[Work required] Output the line containing "of the finger?" and each line after it through the end of the data, exactly as written, with pictures left out.

[Given data]
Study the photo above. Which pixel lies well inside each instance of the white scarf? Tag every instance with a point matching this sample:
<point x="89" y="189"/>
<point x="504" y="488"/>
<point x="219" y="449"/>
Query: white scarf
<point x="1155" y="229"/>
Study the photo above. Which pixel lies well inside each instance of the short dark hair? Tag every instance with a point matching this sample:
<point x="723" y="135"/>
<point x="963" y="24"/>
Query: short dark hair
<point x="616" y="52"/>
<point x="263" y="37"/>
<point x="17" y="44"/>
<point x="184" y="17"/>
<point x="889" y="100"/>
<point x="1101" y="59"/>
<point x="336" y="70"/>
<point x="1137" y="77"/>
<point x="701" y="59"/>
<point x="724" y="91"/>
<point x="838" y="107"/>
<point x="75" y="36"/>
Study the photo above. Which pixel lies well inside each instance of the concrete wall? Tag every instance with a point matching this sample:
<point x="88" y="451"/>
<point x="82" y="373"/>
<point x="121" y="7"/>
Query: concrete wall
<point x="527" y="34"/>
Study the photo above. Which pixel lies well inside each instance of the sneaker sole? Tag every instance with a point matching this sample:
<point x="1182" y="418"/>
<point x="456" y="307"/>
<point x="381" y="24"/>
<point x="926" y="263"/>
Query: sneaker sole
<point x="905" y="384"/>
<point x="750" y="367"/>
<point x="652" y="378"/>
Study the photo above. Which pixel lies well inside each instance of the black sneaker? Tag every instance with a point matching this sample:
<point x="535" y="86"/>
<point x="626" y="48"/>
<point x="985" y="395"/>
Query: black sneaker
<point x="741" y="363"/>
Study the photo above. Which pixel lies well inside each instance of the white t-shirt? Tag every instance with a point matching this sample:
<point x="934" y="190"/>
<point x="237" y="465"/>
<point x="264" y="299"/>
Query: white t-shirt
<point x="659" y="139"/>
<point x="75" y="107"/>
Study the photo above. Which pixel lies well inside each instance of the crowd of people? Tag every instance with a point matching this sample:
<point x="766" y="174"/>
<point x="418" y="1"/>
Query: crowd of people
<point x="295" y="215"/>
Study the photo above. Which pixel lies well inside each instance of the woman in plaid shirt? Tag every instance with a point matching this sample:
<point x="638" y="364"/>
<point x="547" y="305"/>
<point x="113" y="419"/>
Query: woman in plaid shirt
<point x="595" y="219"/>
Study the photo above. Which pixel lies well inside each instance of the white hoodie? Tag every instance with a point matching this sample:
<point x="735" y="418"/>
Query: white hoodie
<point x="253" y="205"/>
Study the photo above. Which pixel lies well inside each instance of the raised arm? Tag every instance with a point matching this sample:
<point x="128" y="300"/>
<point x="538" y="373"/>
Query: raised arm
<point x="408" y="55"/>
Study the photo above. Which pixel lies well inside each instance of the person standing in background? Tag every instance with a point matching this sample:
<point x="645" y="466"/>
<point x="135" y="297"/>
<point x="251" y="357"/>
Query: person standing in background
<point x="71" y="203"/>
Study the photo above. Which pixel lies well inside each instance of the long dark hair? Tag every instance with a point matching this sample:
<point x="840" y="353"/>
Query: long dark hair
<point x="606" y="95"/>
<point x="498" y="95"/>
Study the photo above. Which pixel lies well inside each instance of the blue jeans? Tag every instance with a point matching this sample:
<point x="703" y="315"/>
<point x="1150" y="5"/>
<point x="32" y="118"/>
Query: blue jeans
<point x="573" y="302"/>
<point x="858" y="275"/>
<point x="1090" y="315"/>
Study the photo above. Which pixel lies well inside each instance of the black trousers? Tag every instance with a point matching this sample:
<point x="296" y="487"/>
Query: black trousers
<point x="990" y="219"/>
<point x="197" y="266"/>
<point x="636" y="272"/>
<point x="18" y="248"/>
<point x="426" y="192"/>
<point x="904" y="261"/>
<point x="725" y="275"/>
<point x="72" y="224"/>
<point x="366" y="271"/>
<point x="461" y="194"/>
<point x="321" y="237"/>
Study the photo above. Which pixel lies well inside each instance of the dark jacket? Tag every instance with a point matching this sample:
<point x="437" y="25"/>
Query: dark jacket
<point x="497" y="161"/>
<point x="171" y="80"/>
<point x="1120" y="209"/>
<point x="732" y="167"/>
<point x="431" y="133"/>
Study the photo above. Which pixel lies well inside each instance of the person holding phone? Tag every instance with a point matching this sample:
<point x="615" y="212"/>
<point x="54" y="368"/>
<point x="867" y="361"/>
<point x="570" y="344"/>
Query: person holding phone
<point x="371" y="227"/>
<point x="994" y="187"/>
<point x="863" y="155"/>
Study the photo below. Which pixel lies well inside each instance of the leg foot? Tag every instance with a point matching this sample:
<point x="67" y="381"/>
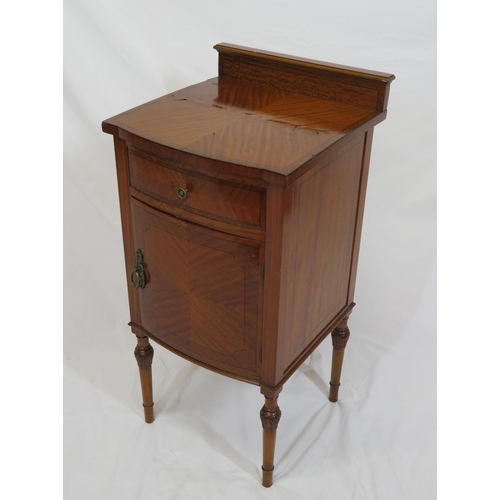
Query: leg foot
<point x="144" y="356"/>
<point x="270" y="417"/>
<point x="340" y="336"/>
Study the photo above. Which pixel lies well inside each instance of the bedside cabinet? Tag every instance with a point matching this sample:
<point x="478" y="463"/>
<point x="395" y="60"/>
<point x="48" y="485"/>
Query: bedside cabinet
<point x="242" y="202"/>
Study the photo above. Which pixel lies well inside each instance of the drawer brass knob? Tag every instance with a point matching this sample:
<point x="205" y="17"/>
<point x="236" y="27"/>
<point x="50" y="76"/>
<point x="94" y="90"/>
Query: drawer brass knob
<point x="137" y="276"/>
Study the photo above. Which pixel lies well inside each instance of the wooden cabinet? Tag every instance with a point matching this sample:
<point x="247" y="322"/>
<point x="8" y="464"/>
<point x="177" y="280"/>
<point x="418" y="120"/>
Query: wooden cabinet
<point x="242" y="201"/>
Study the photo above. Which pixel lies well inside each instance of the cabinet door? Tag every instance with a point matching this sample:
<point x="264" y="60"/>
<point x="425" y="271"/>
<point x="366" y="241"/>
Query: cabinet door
<point x="201" y="295"/>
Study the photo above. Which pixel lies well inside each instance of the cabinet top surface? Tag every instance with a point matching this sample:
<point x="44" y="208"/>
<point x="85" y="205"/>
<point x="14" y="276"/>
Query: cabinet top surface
<point x="262" y="111"/>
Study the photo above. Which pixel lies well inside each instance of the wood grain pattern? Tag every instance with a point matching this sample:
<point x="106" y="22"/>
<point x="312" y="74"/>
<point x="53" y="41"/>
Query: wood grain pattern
<point x="318" y="255"/>
<point x="345" y="84"/>
<point x="262" y="127"/>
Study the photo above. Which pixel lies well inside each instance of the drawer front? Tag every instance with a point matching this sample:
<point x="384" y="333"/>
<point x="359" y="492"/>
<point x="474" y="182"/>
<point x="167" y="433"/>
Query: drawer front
<point x="211" y="198"/>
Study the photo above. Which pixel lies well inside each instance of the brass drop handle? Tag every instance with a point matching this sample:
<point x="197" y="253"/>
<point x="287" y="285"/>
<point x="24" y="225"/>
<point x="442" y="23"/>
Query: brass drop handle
<point x="137" y="276"/>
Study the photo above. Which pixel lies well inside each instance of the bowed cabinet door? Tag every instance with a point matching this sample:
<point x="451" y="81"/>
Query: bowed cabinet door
<point x="201" y="291"/>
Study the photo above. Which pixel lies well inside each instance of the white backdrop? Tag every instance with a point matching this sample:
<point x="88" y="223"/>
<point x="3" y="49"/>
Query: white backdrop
<point x="379" y="440"/>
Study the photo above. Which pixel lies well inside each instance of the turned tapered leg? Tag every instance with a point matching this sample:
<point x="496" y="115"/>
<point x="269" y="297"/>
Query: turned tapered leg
<point x="144" y="356"/>
<point x="340" y="336"/>
<point x="270" y="416"/>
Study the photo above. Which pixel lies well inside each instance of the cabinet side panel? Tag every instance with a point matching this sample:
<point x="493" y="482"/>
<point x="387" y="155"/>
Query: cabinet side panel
<point x="320" y="224"/>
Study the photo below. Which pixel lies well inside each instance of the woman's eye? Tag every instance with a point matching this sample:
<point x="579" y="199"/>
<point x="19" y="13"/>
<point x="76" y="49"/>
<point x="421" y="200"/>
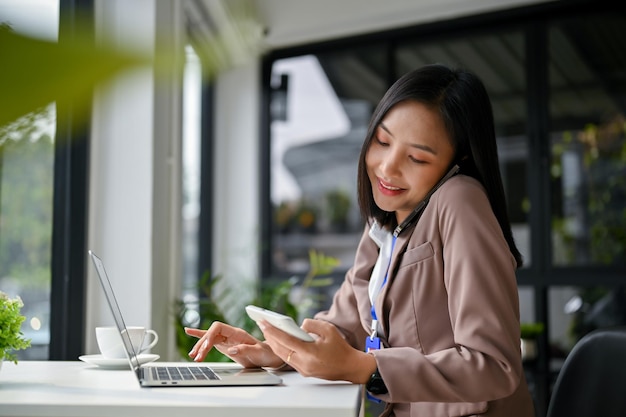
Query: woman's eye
<point x="380" y="142"/>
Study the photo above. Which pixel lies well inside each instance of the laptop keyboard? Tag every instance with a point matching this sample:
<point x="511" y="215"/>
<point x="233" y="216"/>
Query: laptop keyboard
<point x="182" y="373"/>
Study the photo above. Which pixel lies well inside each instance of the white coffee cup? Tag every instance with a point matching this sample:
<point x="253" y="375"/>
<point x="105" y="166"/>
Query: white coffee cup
<point x="110" y="341"/>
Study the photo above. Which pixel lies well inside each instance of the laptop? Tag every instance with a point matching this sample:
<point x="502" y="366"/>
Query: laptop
<point x="178" y="374"/>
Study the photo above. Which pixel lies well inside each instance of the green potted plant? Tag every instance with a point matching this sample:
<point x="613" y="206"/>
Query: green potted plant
<point x="11" y="336"/>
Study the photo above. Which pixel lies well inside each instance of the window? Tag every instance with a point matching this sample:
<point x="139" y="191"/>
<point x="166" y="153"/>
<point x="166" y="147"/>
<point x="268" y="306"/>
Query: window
<point x="27" y="159"/>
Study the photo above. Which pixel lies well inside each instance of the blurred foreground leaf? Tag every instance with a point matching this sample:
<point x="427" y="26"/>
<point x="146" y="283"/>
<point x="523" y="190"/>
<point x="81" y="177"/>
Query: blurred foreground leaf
<point x="35" y="72"/>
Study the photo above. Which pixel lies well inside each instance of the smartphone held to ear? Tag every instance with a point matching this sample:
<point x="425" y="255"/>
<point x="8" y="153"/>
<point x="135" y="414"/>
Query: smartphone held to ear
<point x="281" y="321"/>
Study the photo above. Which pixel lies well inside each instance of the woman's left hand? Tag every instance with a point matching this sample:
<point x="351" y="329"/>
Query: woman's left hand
<point x="328" y="357"/>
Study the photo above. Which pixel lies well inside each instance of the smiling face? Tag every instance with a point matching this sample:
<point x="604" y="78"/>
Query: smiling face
<point x="409" y="153"/>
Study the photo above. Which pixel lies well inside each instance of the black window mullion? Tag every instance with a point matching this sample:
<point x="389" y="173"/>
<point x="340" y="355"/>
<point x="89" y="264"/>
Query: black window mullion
<point x="68" y="260"/>
<point x="539" y="193"/>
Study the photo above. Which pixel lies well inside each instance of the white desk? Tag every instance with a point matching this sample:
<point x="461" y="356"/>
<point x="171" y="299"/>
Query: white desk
<point x="76" y="389"/>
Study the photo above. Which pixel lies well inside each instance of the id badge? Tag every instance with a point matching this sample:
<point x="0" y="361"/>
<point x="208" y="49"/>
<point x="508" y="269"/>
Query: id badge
<point x="372" y="343"/>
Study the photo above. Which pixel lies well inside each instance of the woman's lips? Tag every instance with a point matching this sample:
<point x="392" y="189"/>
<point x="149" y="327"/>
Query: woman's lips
<point x="388" y="189"/>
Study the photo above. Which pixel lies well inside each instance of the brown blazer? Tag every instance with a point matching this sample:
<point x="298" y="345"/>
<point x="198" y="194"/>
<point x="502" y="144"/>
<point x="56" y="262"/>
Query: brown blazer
<point x="449" y="312"/>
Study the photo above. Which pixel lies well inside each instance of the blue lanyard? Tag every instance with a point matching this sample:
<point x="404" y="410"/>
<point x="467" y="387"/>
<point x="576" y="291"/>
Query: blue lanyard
<point x="373" y="309"/>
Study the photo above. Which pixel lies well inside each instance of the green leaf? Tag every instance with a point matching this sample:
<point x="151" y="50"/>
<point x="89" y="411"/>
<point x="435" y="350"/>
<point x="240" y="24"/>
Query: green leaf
<point x="36" y="72"/>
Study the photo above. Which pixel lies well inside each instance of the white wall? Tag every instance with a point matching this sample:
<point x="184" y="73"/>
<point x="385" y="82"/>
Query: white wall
<point x="133" y="173"/>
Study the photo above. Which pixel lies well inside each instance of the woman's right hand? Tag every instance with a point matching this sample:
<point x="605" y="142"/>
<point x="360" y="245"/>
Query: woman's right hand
<point x="235" y="343"/>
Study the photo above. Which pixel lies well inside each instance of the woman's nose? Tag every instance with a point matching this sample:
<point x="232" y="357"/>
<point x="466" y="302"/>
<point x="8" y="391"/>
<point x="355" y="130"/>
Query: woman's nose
<point x="390" y="165"/>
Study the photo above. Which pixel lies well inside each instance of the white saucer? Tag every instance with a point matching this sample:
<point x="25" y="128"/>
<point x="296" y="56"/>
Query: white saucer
<point x="115" y="363"/>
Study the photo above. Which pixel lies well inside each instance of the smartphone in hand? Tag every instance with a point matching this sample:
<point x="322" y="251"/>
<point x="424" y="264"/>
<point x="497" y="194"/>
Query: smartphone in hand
<point x="281" y="321"/>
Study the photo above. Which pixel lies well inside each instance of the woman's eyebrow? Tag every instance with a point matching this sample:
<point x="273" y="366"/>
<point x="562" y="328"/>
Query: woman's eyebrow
<point x="419" y="146"/>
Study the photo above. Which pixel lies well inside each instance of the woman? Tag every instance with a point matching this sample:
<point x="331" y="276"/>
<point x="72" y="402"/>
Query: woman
<point x="428" y="317"/>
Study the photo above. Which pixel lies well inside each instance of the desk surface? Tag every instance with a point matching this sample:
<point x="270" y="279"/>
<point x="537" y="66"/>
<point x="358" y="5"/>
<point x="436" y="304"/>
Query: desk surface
<point x="72" y="389"/>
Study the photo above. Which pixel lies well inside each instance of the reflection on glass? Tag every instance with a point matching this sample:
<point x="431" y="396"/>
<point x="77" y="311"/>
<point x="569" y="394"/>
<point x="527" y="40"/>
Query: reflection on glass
<point x="320" y="109"/>
<point x="26" y="189"/>
<point x="588" y="142"/>
<point x="192" y="90"/>
<point x="575" y="311"/>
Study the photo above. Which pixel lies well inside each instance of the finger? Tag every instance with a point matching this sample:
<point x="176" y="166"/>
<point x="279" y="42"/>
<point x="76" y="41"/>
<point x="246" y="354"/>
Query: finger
<point x="207" y="340"/>
<point x="282" y="343"/>
<point x="194" y="332"/>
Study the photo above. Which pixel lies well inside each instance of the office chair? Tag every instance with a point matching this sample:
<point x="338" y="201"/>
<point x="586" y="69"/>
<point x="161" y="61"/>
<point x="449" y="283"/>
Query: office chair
<point x="592" y="381"/>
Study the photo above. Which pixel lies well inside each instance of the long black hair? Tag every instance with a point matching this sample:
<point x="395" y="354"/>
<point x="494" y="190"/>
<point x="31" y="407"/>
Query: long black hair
<point x="465" y="108"/>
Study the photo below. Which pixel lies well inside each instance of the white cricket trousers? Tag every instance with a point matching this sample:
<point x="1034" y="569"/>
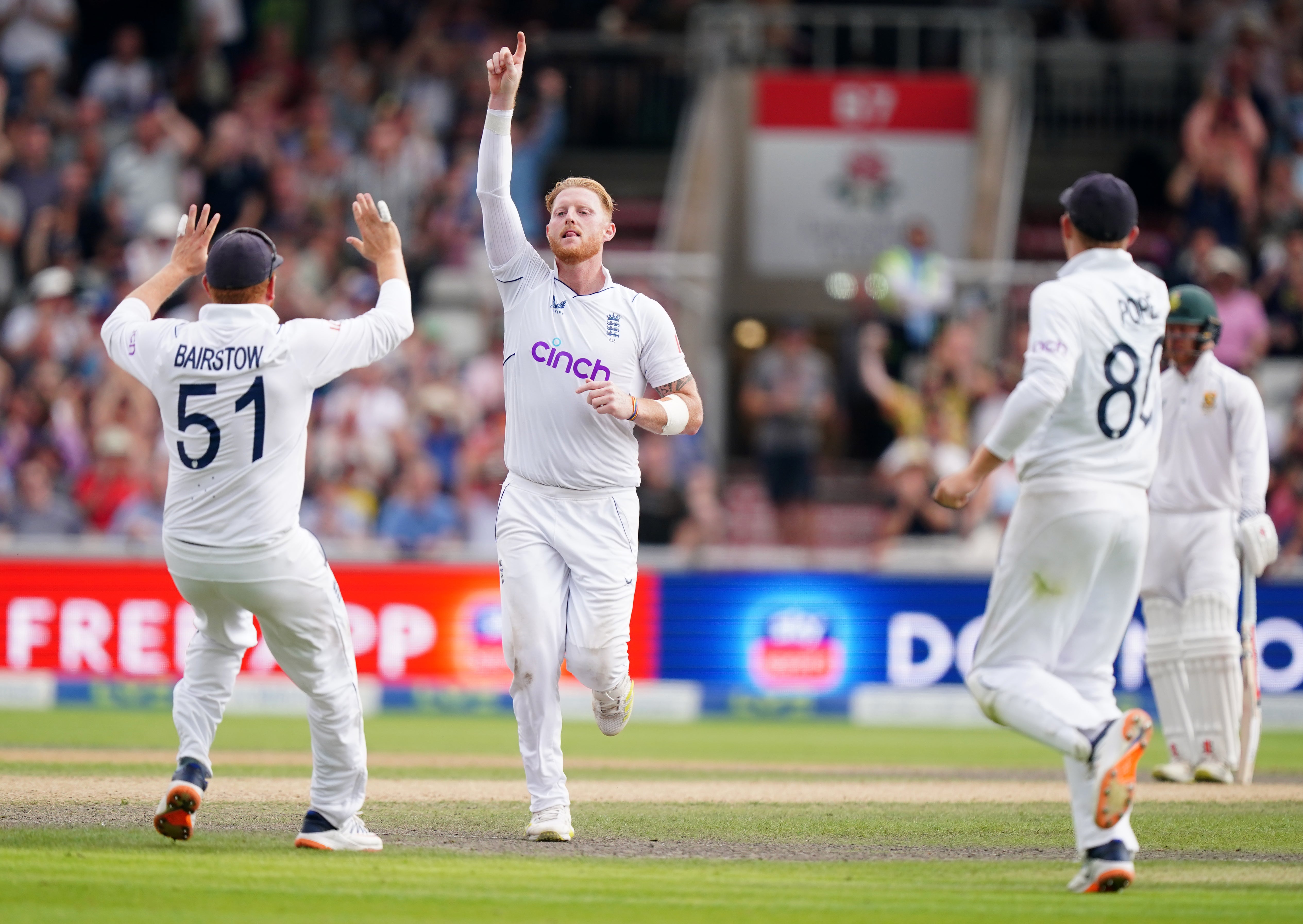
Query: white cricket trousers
<point x="569" y="562"/>
<point x="1060" y="604"/>
<point x="303" y="618"/>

[In response]
Study the photo above. Which pixel lies well inside each instance of the finger? Tag every instance with a point matching this sample:
<point x="176" y="166"/>
<point x="279" y="42"/>
<point x="76" y="41"/>
<point x="246" y="354"/>
Query: finger
<point x="207" y="340"/>
<point x="282" y="343"/>
<point x="194" y="332"/>
Study the photo above. Which pixel lies well inside each instance of the office chair? Tag every instance with a point matching this sample:
<point x="338" y="201"/>
<point x="586" y="69"/>
<point x="161" y="61"/>
<point x="449" y="283"/>
Query: office chair
<point x="592" y="381"/>
Study the photo above. Which pixel lies well inside each instance of the long black hair? Tag every instance with a point matching this sample:
<point x="395" y="354"/>
<point x="494" y="190"/>
<point x="31" y="407"/>
Query: long black hair
<point x="465" y="108"/>
Study the photo below. Which pixel lies well inside each instance of the white cricket trousers? Tag every instance with a point matching this sample:
<point x="1034" y="569"/>
Query: white cricket trousers
<point x="569" y="562"/>
<point x="1060" y="604"/>
<point x="303" y="618"/>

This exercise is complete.